◆ 原文抜粋 ◆
════

「家」 @ 鎌倉七里ガ浜 + 時々八ヶ岳

湘南七里ガ浜(七里ヶ浜とも)から発信。自分の生活をダラダラと書きとめるブログ。食べ物、飲み物、犬の話題が多い。

「野生のエルザ」な生活

2009-07-01 10:10:16 | 家の遍歴
「野生のエルザ」のお話をご存じだろうか。ジョイ・アダムソンが半世紀ほど前に書いた作品で、数年後にはヴァージニア・マッケンナやビル・トラヴァーズが主演して映画化された。ケニアの乾いた風景や動物と人間との交流を楽しめるけれど、最後の方に行くにしたがって涙を流さずにはいられなくなるストーリーである。原題は「Born Free」。中学生の時、文法的に理解出来なくて困ったことを記憶している。短くbornとfreeという2単語だけを並べられても、それぞれの品詞、あるいは2語の相互の文法的関係がわからなかったのである。この物語に出て来る雌ライオンの名前であるエルザ(Elsa)と、例えばベティー(Betty)という2つの名前は一見別の名前だが、その他のものも含めて全部が同じ1つの名前の愛称にすぎないということを知ったのもこの時だ。



本日の話題は実はこの野生のエルザとは何の関係もない。原題の「Born Free」と、無借金な状態を指す「Loan-free」を引っかけただけの話だ。このブログですでに紹介したとおり、私はバブル崩壊の頃からこれまでに7軒の家を建てて来た。自宅、親の家、山荘・・・7軒全部を今も所有していたら尊敬に値するが、そんなことは私には出来ない。7軒の家を建てる都度、毎回毎回自分でローンを借りて土地を買い家を建てているので、不要になったら売却してローンを返済して銀行に抵当権を抹消してもらわねばならなかったからだ。土地建物を売るたびに損をした。この20年間日本の不動産価格はほとんど下がり続けていたわけだから当たり前だ。親の家を建てた時も多額のローンを強いられたが、父が死に家が不要になりつい先日それを売却したら、売却価格は購入にかかった費用の40%に満たなかった。ものすごい損失を蒙ったのである。今私の手元にあるのは、七里ガ浜の自宅と八ヶ岳西麓の山荘だけだ。

════

◆ 提供資料 ◆
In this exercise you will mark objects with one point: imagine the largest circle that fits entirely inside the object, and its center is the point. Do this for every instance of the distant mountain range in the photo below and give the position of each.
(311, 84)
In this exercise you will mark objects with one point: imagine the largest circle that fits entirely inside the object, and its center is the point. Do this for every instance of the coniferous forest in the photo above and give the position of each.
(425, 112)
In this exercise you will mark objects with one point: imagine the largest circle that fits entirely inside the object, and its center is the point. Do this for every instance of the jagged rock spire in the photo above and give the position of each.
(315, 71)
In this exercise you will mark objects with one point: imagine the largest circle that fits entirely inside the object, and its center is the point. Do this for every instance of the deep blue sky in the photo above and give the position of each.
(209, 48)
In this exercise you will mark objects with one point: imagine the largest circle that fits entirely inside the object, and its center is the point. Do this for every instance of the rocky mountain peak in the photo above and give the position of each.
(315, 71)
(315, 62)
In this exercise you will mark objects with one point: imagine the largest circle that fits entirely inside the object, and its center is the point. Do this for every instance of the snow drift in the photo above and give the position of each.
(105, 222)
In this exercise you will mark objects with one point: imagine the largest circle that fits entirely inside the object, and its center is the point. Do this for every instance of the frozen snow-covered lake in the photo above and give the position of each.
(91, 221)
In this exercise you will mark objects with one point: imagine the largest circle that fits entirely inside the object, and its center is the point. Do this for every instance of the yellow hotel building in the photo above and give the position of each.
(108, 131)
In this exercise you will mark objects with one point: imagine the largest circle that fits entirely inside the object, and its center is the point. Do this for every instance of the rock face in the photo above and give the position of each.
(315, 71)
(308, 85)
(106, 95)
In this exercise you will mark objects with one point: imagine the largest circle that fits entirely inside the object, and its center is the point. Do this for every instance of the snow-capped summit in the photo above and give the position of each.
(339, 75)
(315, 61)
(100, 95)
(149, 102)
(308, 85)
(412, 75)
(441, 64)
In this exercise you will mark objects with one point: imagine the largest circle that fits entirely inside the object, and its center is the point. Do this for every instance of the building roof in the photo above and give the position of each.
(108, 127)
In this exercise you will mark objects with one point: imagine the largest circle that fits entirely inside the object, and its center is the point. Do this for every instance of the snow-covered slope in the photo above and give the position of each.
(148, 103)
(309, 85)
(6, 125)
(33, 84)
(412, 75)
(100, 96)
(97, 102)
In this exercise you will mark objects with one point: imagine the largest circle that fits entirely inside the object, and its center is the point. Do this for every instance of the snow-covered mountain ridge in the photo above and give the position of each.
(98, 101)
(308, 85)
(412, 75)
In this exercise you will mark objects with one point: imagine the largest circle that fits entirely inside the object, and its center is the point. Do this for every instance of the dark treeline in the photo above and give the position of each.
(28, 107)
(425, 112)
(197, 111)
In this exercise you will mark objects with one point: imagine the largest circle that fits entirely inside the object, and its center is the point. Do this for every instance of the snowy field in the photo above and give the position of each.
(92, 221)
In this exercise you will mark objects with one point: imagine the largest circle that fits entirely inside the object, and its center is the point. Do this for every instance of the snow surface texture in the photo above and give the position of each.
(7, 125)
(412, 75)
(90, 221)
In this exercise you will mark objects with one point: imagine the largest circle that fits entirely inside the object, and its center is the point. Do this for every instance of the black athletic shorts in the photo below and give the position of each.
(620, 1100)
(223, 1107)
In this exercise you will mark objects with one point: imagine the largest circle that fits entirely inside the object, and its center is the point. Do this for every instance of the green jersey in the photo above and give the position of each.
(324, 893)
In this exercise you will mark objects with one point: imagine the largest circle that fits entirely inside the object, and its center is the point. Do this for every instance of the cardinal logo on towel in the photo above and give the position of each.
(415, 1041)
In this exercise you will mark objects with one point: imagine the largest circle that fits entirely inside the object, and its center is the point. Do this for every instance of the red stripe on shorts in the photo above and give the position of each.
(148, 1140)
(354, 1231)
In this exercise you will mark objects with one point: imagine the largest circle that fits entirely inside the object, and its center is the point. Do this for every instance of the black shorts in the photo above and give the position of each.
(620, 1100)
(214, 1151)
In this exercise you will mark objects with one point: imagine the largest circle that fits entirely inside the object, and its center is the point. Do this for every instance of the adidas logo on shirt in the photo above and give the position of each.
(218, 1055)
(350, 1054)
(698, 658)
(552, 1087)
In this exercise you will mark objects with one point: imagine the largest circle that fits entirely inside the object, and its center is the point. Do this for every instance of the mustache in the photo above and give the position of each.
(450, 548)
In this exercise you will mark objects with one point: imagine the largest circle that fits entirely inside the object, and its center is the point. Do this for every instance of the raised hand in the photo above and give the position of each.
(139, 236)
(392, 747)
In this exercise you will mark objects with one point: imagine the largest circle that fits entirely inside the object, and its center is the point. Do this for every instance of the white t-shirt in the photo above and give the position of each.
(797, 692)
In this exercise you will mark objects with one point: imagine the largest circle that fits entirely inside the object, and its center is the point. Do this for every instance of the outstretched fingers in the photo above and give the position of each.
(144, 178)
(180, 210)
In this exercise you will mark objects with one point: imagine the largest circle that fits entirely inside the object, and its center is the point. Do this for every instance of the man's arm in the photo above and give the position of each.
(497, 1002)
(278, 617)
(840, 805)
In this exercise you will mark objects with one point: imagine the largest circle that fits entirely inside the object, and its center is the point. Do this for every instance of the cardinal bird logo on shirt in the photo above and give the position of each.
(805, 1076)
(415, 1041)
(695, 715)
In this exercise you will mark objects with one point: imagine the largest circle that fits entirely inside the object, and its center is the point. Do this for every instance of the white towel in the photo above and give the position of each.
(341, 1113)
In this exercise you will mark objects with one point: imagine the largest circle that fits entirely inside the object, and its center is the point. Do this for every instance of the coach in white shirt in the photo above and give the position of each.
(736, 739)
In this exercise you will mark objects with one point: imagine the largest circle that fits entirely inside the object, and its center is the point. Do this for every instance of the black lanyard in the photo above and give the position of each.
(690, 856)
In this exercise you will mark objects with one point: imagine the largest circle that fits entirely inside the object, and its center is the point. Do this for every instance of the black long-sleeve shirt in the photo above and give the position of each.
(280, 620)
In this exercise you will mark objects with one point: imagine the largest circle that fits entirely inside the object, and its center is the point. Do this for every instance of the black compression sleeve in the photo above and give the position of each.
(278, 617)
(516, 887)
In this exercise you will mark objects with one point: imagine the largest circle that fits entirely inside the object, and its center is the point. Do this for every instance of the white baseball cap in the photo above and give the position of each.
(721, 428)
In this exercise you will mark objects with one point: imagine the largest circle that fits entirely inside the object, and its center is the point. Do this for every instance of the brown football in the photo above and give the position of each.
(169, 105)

════

◆ 問題文 ◆
家の遍歴を綴ったブログ記事の「2009-07-01 10:10:16 | 家の遍歴」から「うことを知ったのもこの時だ。」までを、両端の語句も含めて一字一句違えずに書き写してもらえますか。

◆ 出力 ◆
2009-07-01 10:10:16 | 家の遍歴
「野生のエルザ」のお話をご存じだろうか。ジョイ・アダムソンが半世紀ほど前に書いた作品で、数年後にはヴァージニア・マッケンナやビル・トラヴァーズが主演して映画化された。ケニアの乾いた風景や動物と人間との交流を楽しめるけれど、最後の方に行くにしたがって涙を流さずにはいられなくなるストーリーである。原題は「Born Free」。中学生の時、文法的に理解出来なくて困ったことを記憶している。短くbornとfreeという2単語だけを並べられても、それぞれの品詞、あるいは2語の相互の文法的関係がわからなかったのである。この物語に出て来る雌ライオンの名前であるエルザ(Elsa)と、例えばベティー(Betty)という2つの名前は一見別の名前だが、その他のものも含めて全部が同じ1つの名前の愛称にすぎないということを知ったのもこの時だ。